[Extracted records]

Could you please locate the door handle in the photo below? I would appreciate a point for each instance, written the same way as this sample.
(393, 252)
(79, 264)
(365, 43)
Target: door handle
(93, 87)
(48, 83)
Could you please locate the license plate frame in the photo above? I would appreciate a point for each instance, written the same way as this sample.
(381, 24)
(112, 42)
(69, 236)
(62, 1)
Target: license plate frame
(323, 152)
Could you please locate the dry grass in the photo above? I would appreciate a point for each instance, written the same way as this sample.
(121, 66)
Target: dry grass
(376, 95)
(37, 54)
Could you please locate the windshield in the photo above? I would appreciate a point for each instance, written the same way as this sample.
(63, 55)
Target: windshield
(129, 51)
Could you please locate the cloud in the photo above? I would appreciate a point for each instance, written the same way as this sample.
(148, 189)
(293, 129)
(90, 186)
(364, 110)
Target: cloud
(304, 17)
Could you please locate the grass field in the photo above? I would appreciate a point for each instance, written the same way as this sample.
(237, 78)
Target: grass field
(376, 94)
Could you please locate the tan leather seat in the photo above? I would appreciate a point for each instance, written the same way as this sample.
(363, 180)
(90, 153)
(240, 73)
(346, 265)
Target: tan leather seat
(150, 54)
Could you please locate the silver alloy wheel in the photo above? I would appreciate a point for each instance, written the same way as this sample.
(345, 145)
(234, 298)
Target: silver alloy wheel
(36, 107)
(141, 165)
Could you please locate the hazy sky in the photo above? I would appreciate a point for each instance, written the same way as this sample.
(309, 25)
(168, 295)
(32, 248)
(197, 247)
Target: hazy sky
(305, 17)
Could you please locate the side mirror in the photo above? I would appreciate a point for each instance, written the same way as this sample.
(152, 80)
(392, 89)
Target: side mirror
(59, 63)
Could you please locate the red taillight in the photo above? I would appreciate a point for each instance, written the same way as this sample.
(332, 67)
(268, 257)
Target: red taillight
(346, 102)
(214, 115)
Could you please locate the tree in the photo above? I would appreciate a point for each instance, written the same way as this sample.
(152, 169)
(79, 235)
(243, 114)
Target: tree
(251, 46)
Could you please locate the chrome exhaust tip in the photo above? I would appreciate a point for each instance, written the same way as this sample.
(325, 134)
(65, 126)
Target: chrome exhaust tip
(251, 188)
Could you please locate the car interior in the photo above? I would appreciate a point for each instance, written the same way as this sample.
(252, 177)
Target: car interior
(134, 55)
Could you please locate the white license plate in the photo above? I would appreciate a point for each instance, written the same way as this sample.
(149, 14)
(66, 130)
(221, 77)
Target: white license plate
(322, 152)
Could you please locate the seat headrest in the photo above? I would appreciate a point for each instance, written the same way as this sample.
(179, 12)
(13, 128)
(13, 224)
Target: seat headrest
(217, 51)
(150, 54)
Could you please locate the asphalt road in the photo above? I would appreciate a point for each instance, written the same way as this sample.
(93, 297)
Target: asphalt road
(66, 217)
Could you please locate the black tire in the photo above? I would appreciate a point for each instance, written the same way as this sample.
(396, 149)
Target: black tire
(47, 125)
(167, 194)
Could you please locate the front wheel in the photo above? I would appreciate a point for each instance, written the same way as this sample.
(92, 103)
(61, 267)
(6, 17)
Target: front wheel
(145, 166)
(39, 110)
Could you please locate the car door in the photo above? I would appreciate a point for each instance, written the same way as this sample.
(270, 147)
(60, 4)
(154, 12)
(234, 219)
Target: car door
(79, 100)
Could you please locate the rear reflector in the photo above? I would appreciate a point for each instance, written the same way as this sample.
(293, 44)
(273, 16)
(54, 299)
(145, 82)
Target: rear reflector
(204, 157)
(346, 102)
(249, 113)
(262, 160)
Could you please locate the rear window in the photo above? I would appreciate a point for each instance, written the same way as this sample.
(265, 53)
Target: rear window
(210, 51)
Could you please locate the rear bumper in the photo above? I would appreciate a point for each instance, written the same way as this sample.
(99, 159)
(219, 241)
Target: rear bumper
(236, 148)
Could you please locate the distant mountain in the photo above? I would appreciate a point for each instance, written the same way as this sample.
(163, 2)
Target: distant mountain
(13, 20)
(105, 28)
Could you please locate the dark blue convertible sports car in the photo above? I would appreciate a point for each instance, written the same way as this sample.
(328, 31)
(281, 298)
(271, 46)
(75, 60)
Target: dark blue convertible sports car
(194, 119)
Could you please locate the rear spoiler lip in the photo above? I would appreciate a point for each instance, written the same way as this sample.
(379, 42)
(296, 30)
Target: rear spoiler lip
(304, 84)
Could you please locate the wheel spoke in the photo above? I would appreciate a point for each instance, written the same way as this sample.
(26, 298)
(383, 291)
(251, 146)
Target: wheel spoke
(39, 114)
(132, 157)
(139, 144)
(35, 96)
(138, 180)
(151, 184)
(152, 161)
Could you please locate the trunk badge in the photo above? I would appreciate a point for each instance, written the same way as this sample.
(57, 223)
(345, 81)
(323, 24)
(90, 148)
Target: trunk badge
---
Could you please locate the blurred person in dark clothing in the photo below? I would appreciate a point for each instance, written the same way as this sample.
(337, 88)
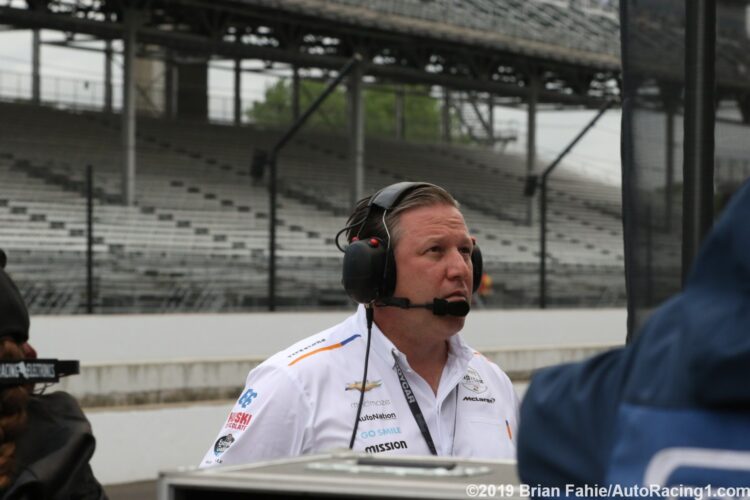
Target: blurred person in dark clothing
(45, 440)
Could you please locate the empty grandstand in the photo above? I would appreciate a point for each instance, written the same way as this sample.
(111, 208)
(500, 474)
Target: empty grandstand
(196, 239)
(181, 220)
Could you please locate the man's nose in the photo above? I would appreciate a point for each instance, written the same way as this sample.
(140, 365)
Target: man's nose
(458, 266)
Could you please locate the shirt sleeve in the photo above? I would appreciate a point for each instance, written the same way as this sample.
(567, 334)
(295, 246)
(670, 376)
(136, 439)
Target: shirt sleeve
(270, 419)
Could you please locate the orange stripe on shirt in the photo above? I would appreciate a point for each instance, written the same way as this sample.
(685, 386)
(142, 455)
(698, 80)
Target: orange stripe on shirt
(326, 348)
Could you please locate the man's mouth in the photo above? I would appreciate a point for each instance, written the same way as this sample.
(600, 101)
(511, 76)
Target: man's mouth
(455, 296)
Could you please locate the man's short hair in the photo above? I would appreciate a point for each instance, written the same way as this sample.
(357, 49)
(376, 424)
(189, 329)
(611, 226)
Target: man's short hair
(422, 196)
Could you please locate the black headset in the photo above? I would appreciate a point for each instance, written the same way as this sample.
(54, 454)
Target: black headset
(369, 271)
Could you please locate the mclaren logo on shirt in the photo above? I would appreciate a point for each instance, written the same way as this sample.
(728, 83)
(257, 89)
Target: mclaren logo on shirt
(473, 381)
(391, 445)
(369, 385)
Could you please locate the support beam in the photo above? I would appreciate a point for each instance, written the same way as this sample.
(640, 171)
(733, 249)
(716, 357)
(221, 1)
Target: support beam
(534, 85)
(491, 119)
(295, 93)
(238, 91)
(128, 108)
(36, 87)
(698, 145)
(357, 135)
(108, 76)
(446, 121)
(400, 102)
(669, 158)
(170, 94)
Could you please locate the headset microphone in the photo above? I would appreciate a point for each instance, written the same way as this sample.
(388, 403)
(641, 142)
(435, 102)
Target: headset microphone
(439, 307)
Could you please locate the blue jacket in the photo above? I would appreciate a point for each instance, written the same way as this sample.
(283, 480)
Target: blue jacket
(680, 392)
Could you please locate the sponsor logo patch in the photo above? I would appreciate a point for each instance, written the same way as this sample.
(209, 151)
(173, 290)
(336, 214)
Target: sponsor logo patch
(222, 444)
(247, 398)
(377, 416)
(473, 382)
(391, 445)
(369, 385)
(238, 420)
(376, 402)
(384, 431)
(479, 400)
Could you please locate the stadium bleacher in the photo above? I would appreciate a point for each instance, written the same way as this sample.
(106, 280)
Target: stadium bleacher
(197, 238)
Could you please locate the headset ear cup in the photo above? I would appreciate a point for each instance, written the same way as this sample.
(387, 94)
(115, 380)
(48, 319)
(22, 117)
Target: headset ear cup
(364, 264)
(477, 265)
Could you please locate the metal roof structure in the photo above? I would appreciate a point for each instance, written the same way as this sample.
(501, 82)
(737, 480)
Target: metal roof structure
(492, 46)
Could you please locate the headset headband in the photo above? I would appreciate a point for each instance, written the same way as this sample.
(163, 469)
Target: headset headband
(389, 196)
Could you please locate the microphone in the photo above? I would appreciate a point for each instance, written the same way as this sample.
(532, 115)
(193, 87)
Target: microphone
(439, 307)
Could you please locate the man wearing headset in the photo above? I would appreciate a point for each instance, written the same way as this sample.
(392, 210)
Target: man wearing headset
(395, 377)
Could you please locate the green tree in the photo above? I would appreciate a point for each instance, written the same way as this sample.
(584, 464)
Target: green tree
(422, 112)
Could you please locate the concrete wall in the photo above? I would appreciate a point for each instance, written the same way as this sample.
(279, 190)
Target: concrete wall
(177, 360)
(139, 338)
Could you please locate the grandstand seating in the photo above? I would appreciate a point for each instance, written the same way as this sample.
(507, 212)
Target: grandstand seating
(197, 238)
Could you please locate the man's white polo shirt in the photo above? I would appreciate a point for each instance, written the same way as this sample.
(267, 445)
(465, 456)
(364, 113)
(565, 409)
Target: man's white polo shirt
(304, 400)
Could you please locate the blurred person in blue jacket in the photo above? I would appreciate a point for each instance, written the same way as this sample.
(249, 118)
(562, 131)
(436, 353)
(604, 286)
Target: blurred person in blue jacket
--
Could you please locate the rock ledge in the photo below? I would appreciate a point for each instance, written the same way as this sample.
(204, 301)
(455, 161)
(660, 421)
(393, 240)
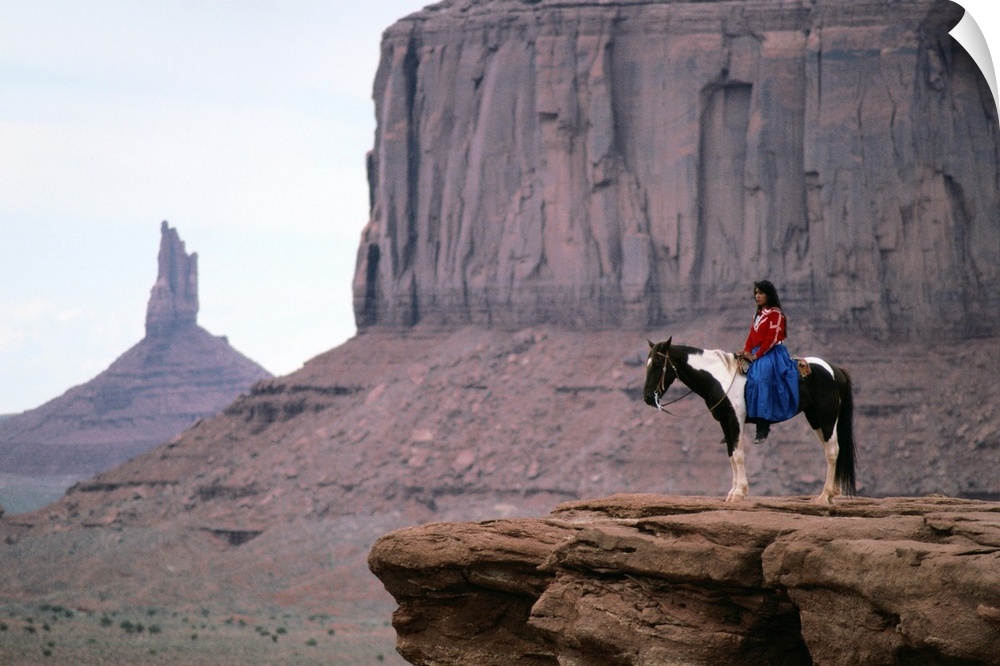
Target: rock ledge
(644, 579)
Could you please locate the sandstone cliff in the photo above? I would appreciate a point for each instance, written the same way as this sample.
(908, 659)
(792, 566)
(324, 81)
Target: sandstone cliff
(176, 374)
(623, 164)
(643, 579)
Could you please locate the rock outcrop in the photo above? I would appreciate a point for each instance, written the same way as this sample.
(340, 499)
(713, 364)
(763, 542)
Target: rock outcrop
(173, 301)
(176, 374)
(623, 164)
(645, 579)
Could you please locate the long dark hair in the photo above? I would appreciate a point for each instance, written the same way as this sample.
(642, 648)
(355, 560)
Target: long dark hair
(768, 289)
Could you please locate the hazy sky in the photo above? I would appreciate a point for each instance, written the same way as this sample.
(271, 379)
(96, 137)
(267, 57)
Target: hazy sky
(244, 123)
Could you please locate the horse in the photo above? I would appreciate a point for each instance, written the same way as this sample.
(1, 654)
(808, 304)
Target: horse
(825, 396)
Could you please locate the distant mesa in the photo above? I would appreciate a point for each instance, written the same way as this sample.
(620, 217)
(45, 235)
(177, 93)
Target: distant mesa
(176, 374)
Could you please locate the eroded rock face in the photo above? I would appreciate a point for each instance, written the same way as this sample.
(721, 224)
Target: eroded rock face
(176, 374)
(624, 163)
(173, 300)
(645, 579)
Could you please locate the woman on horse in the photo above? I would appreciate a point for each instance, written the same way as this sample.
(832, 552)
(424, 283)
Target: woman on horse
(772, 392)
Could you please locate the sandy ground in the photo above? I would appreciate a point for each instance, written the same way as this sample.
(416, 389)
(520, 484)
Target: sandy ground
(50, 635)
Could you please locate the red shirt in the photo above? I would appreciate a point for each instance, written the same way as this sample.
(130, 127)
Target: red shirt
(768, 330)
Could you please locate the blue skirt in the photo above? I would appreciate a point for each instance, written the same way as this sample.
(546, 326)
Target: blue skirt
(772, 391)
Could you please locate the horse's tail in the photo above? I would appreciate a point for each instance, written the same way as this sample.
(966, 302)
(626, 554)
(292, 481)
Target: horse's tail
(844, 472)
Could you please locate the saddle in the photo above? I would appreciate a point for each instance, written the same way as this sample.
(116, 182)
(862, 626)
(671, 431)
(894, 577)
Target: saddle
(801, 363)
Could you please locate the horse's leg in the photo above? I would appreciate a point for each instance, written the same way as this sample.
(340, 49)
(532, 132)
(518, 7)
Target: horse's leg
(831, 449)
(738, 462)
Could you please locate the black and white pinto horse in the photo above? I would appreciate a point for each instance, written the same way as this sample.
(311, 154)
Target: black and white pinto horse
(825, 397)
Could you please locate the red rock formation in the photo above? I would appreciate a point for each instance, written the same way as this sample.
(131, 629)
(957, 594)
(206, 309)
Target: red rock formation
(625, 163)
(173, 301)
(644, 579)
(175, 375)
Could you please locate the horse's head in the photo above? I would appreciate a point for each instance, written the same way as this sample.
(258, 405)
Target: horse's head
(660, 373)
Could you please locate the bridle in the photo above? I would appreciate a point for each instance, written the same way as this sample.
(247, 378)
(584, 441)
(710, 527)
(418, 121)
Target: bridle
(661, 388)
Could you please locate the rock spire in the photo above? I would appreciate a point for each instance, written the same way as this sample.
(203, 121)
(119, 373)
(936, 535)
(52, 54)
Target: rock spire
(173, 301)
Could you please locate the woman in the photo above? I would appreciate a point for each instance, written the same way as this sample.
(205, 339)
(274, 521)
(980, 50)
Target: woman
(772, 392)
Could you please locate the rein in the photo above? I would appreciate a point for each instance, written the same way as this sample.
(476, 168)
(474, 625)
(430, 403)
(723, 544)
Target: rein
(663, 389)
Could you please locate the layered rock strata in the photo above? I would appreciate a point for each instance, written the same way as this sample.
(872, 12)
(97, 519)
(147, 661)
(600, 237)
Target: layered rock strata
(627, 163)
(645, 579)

## What is being asked
On how many lines of the data does the word "trunk" appear? Reply with the number alone.

## Solution
2